◆ **WHAT YOU ARE ASKED TO DO**
Rescale the part of the data below that opens with the line containing "Mark each instance of the pink puffed" and closes with the line containing "x=143 y=176", writing out every line of it again. Multiply each answer coordinate by 0.9 and round it to a whole number, halves up, but leave the numbers after "formatted like" unchanged.

-- Start --

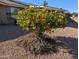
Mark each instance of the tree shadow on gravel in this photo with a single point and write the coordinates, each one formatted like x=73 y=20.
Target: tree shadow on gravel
x=69 y=43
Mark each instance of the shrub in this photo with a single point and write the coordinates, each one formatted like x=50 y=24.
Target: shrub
x=39 y=20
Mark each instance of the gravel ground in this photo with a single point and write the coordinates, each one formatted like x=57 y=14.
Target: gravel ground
x=67 y=39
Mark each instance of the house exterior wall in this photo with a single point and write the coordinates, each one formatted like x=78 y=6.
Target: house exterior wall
x=3 y=16
x=6 y=15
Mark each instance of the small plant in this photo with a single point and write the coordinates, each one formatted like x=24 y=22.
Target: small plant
x=39 y=20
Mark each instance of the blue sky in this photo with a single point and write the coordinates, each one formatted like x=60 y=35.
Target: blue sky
x=70 y=5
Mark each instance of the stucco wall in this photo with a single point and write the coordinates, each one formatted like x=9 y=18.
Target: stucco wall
x=3 y=16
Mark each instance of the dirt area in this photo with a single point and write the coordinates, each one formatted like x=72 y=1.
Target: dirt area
x=67 y=39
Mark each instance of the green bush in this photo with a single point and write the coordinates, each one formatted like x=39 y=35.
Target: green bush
x=39 y=20
x=45 y=19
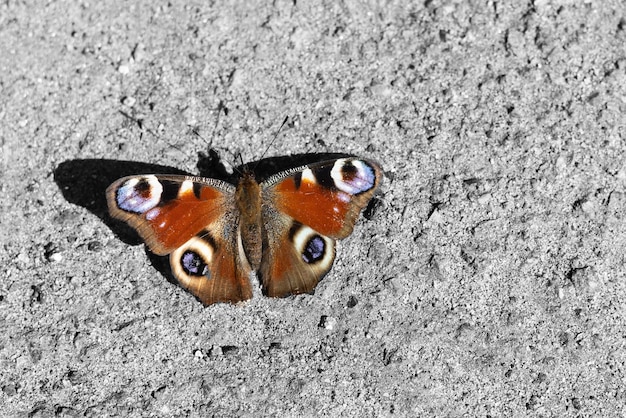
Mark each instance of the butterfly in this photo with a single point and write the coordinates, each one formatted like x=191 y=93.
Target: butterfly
x=216 y=233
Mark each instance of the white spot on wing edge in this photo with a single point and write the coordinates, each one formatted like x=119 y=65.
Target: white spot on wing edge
x=363 y=181
x=186 y=187
x=308 y=176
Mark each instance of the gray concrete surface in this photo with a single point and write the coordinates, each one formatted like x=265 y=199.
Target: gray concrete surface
x=488 y=280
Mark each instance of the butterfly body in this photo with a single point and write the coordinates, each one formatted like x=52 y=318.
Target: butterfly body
x=216 y=233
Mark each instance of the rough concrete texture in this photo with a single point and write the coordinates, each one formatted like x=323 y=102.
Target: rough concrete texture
x=487 y=280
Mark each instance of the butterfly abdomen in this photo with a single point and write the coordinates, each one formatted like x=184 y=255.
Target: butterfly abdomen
x=248 y=202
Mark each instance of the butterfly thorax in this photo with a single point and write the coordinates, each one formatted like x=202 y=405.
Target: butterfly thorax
x=248 y=201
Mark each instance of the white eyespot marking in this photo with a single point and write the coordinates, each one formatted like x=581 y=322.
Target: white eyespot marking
x=353 y=176
x=139 y=194
x=152 y=214
x=315 y=249
x=308 y=176
x=191 y=261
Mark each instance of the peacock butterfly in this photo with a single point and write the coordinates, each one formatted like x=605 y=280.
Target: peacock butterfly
x=216 y=233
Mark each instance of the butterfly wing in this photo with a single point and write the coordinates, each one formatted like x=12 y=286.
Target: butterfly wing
x=305 y=210
x=194 y=221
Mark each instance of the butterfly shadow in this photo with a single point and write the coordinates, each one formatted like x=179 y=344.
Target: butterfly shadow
x=83 y=182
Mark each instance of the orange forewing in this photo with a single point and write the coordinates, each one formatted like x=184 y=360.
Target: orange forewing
x=167 y=227
x=311 y=204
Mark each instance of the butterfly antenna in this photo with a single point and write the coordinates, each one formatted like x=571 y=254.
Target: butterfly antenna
x=273 y=140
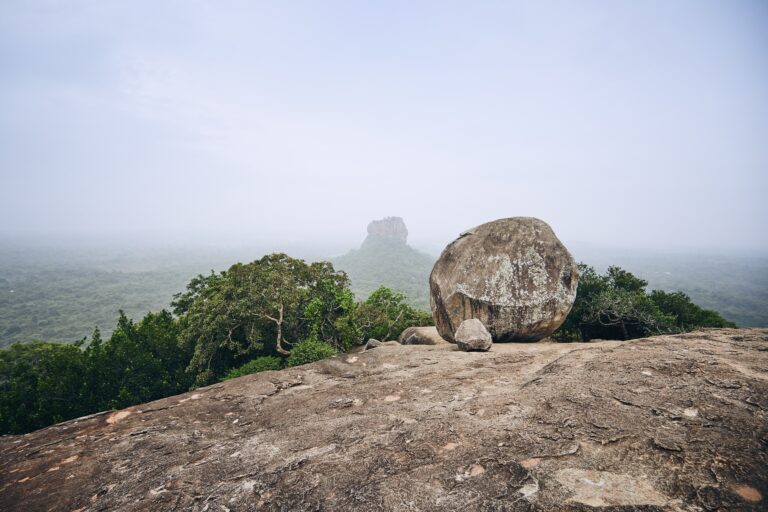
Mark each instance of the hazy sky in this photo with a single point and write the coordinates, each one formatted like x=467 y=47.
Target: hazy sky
x=619 y=123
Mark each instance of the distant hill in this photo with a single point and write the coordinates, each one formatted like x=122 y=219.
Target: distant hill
x=386 y=259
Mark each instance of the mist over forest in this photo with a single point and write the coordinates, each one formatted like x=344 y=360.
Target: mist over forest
x=56 y=290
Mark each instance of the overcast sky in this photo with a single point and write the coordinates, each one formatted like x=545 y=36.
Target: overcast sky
x=627 y=124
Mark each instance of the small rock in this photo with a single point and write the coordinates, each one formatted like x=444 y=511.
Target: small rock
x=420 y=336
x=472 y=335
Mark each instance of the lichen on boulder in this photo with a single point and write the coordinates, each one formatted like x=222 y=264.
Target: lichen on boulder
x=513 y=275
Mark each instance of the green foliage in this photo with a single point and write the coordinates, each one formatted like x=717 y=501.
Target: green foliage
x=259 y=364
x=386 y=263
x=258 y=309
x=386 y=313
x=688 y=316
x=616 y=306
x=139 y=363
x=309 y=351
x=40 y=383
x=44 y=383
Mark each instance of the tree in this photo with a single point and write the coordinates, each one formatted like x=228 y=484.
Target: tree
x=385 y=314
x=259 y=308
x=40 y=383
x=687 y=315
x=613 y=306
x=140 y=362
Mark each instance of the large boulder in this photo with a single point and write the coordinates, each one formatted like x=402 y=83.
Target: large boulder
x=420 y=336
x=513 y=275
x=473 y=336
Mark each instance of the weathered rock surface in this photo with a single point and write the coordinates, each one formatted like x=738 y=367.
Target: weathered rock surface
x=473 y=336
x=671 y=423
x=512 y=274
x=420 y=336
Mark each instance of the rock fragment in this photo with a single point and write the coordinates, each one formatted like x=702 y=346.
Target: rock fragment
x=420 y=336
x=473 y=336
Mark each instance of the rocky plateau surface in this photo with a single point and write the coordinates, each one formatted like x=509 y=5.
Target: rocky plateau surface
x=669 y=423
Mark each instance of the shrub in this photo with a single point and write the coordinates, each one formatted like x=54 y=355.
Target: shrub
x=259 y=364
x=309 y=351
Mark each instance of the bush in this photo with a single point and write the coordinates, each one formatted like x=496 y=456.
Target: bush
x=615 y=305
x=309 y=351
x=260 y=364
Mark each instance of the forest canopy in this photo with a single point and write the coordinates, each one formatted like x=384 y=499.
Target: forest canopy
x=272 y=313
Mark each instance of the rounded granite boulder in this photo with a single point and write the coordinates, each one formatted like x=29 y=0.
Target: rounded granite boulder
x=513 y=275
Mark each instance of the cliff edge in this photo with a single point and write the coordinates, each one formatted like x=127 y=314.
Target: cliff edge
x=674 y=423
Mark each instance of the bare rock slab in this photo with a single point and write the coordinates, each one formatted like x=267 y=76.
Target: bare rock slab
x=513 y=275
x=473 y=336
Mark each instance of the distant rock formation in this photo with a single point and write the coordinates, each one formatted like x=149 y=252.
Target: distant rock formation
x=669 y=423
x=513 y=275
x=387 y=230
x=386 y=259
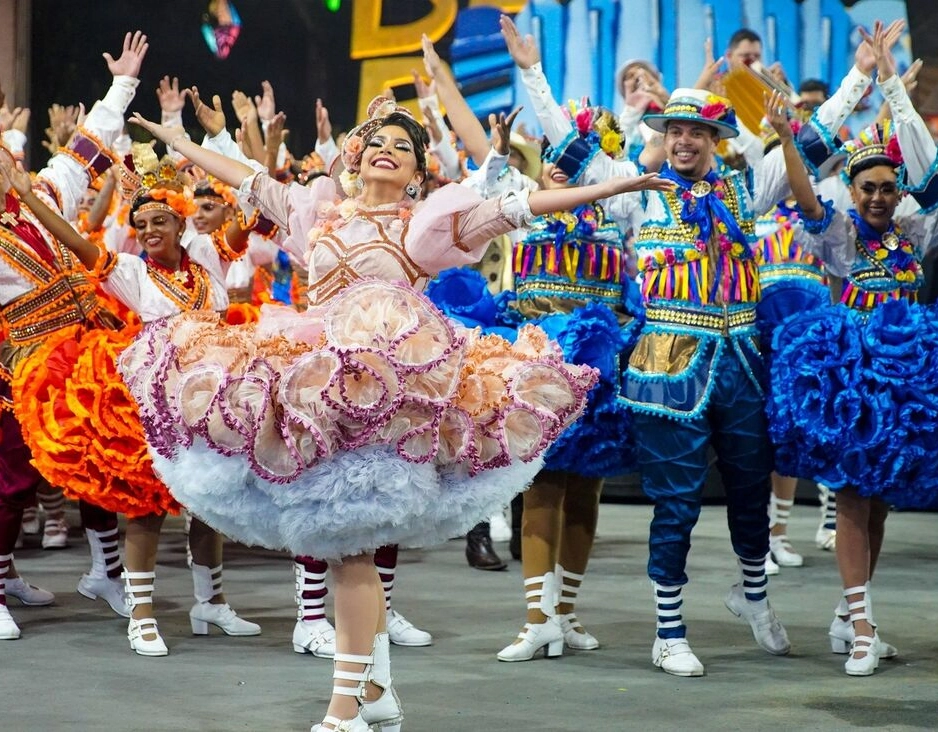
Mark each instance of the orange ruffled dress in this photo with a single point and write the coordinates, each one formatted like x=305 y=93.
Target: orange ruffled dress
x=368 y=419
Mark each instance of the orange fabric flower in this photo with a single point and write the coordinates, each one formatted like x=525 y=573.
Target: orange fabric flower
x=85 y=434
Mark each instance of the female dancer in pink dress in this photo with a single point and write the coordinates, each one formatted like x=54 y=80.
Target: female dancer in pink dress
x=370 y=418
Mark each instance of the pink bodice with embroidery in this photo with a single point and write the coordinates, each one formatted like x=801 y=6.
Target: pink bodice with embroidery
x=345 y=242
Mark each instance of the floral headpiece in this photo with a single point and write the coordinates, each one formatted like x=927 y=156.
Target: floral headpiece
x=354 y=145
x=595 y=130
x=149 y=183
x=697 y=105
x=875 y=145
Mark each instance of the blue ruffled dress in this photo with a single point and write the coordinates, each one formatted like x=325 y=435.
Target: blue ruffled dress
x=854 y=398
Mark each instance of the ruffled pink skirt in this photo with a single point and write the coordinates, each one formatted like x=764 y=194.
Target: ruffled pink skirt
x=371 y=420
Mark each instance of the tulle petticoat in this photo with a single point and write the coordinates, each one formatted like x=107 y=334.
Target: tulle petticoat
x=854 y=400
x=369 y=420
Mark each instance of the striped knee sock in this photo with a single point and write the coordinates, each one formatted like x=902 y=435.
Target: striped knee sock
x=386 y=563
x=754 y=579
x=668 y=603
x=5 y=561
x=829 y=508
x=310 y=588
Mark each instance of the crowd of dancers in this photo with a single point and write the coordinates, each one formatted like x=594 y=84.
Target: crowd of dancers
x=380 y=343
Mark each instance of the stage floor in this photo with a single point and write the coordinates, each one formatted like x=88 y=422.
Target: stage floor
x=73 y=669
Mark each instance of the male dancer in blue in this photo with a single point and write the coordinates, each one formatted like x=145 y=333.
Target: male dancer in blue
x=694 y=378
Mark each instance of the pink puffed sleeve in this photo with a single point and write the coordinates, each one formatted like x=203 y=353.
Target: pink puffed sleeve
x=294 y=208
x=455 y=224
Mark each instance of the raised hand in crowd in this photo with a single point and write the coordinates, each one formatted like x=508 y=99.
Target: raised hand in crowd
x=211 y=118
x=171 y=99
x=501 y=130
x=265 y=103
x=131 y=58
x=523 y=49
x=323 y=125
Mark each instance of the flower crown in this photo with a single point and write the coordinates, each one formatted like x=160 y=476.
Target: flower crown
x=695 y=105
x=596 y=125
x=218 y=188
x=877 y=144
x=354 y=145
x=143 y=176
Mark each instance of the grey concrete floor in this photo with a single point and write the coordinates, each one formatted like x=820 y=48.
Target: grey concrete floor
x=73 y=669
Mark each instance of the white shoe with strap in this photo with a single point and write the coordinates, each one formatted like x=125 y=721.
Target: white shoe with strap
x=865 y=649
x=385 y=712
x=402 y=632
x=9 y=630
x=767 y=630
x=142 y=594
x=534 y=636
x=55 y=533
x=674 y=656
x=356 y=723
x=574 y=635
x=111 y=590
x=206 y=583
x=28 y=594
x=314 y=636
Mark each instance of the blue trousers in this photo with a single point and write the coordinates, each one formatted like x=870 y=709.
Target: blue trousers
x=673 y=459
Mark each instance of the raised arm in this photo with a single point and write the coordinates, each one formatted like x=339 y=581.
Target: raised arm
x=19 y=180
x=834 y=112
x=464 y=121
x=919 y=152
x=65 y=178
x=801 y=188
x=526 y=56
x=564 y=199
x=225 y=169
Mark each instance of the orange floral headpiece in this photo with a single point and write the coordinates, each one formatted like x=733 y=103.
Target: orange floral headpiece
x=149 y=183
x=354 y=145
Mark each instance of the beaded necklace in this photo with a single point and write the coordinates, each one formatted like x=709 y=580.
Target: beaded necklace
x=188 y=287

-- End --

◆ **WRITTEN SOLUTION**
Mark each instance of the pink puffed sleeve in this photo with a single point and write the coordinates, each one formatted like x=203 y=353.
Target: pink puffed sleeve
x=265 y=187
x=410 y=202
Mark each instance of the raised hand in crowd in this photo with a single point and write the coordinates, each one formatted like x=508 y=99.
Target: raised hand in crowd
x=190 y=106
x=154 y=89
x=451 y=117
x=239 y=93
x=118 y=52
x=471 y=44
x=291 y=113
Mark each instance of the flower crown in this photo with a single point and write the coordinates, each one formatted like x=160 y=476.
Target: flower crown
x=626 y=95
x=536 y=113
x=196 y=169
x=789 y=130
x=319 y=131
x=129 y=158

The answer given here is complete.